What the task asks: Match the word "stone". Return each line of the data below where it appears.

[Point localization data]

- - -

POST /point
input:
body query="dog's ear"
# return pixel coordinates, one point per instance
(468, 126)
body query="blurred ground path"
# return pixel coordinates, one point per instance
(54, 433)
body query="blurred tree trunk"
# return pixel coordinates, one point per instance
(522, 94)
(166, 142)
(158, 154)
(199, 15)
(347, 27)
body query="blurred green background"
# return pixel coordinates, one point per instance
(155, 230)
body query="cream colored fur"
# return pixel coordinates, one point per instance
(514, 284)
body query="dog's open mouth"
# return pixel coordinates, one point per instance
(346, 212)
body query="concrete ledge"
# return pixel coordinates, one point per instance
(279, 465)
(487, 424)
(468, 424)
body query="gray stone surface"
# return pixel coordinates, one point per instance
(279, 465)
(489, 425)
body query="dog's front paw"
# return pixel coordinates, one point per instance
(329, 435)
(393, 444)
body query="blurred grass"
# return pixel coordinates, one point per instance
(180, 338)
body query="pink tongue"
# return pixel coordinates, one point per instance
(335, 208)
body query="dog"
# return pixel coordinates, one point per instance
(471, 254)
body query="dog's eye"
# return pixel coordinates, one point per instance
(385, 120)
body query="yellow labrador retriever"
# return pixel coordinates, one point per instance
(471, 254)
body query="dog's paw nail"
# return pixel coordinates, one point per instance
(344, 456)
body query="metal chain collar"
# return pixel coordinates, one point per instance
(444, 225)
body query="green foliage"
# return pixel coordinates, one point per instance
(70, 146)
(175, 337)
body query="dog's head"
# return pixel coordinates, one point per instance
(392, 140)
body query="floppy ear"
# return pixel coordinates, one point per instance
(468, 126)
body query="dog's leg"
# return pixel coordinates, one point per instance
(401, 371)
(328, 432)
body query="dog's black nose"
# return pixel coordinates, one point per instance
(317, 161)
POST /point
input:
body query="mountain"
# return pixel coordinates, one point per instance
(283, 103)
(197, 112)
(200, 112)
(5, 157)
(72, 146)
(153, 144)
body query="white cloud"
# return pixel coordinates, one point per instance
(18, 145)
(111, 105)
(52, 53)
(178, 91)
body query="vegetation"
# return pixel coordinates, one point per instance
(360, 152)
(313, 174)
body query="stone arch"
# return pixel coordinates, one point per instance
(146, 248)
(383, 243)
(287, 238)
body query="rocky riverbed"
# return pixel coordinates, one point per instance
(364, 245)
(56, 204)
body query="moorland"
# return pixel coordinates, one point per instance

- - -

Task response:
body query="gray stone surface"
body query="stone arch"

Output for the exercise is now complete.